This calls for a word-for-word copy of all the data, with each picture removed.

....

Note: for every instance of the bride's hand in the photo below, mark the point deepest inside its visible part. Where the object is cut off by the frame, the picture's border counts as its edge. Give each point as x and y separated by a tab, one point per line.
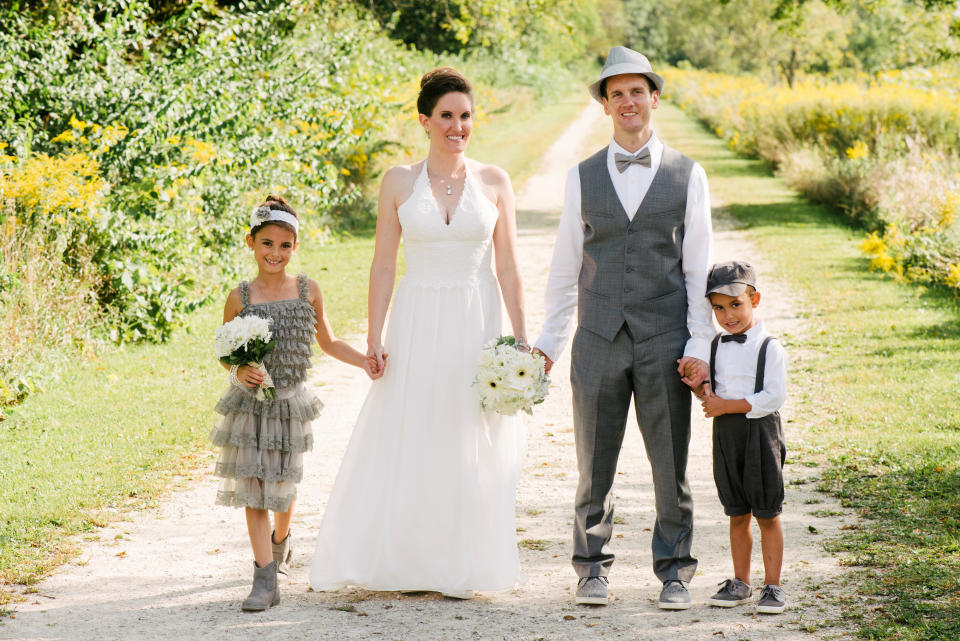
377	358
371	368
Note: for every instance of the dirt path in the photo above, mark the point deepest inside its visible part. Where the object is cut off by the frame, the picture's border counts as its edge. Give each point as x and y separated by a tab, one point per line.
179	572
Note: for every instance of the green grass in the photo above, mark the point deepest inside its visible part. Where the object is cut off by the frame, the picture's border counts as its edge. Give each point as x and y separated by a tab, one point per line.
116	433
876	375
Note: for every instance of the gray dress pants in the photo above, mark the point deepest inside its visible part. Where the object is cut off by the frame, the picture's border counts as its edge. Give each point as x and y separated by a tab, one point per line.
604	376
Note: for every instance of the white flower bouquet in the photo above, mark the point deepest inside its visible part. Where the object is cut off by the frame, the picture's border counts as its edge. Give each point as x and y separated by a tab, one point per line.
510	380
245	340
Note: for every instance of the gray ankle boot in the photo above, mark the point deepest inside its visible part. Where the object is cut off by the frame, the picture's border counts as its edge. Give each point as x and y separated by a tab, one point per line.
265	592
282	553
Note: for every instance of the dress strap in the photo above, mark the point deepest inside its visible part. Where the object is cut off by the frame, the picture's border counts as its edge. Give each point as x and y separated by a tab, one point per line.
304	286
245	292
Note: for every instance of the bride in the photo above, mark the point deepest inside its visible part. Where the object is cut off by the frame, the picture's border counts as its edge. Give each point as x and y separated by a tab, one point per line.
424	499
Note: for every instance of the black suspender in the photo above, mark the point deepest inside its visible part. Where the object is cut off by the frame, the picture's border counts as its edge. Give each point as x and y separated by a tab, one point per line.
761	363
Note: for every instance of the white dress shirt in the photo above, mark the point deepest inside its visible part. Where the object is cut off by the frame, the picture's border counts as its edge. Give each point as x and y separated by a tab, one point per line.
631	187
736	370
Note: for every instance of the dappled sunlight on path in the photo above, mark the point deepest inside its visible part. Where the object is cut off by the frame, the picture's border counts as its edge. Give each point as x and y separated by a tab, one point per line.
179	572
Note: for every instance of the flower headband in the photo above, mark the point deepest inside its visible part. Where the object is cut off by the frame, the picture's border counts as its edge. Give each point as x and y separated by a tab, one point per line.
263	214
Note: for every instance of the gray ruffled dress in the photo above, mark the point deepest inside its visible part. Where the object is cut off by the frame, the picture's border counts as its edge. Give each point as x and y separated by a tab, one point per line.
262	442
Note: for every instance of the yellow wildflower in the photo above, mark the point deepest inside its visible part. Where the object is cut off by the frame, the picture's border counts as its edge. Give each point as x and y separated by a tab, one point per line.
858	151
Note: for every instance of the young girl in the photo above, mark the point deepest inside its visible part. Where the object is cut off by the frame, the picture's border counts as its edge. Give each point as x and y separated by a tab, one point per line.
262	442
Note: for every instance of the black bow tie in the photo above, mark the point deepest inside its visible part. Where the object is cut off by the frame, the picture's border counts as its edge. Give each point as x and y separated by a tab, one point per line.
736	338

....

> [SOLUTION]
Note: for every instance of the bride's hand in the photo below, mark the point deepest inside its visible part. Where the object is cut off by the frame, the picture's border counts as its edge. Give each point as x and y separated by a tab, one point per line.
377	358
371	368
Note: for every instance of the dirt path in the photo above, mark the point deepest inside its visible part. Where the object is cut off by the frame, the picture's border counts as its edge. Give each point as x and y separated by a tab, one point per line.
179	572
Note: for every instance of the green grass in the photo above, mark the point deepest inside its visible part. Where the object is cut off by the frame, the picture's border counts as its edge. Give each point as x and y separated by a tab, one point per line.
116	433
876	375
Note: for every instance of the gray dress pants in the photo above, mark the point deepest inside its visible part. Where the object is cut off by the frame, the picture's border counts as its edge. Give each point as x and y separated by a tab, one point per line.
604	376
Note: for every instance of the white flower bouquet in the photo above, mark the point deepest inside its visible part. Where the object is cut off by the frame, the picture's border counts as its edge. Give each point as x and y separated by a tab, one point per line.
510	380
245	340
Note: for every instance of the gray ankle boot in the photo above, mark the point deepest inside its visible part. Where the object is cut off by the frame, the picture's border counts as its edge. Give each point as x and y separated by a tab, one point per line.
265	592
282	553
Note: for every instance of the dress strap in the photo above, mark the point deepest inside its visible part. Where the object is cut off by the frame, the picture's border counts as its edge. Give each point as x and y separated by a tab, one point per line.
304	286
245	292
Note: for every instance of the bride in the photo above, mark the point deepest inside its visible part. Where the object is cut off by the frame, the picture's border counts as its edge. Give each point as x and y separated by a tab, one point per line.
424	499
Note: for every instance of the black suspender in the photo above, mark the point deepest inside its visible part. Where the object is cut off by the frame, the picture's border counts as its edge. Give each point as x and y separated by a tab, one point per line.
761	363
Note: for every instance of the white dress shirt in the photo above, mark the point deepest inside its visible part. Where the object is cut off by the frame, the picture's border counts as its edge. Give each point as x and y separated by a tab, one point per line.
631	187
736	370
Note: for every instance of the dappled sunlight on path in the photo above, mark the point deepest inside its visible part. Where the object is cut off by the frame, the picture's border counts as its edge. Give each point as x and y separated by a tab, one point per line.
179	572
Note: for every instance of the flower headband in the photo above, mark the point deepest inside its visible part. Where the object is cut off by the frame, the picture's border counts as its edge. Give each point as x and y separated by a tab, one point per line.
263	214
Note: for every instance of the gray ruffled dress in the photo above, mark the point deepest inside its visible part. Where the object is cut off by the frame, the picture's border counts as its edge. Give each point as x and y separated by a tab, one point per line.
262	442
Note: for every instance of the yellow wildflower in the photo above, mark the point deepest inside its visible part. Where the object is cut off by the frame, the picture's border counts as its edge. Give each point as x and y separated by a tab, one point per line.
858	151
Note: for every instance of the young girl in the photo above, mark the point deepest inside its visible part. Where the object is cut off by the frame, the picture's border counts as its edge. Give each point as x and y separated by a tab, one point per line.
262	442
Note: for every instance of the black bow tie in the photo above, mark the point deepest inside its visible part. Where the object is cut off by the frame, the picture's border counts as its edge. Give each point as x and y separated by a tab, one point per line.
736	338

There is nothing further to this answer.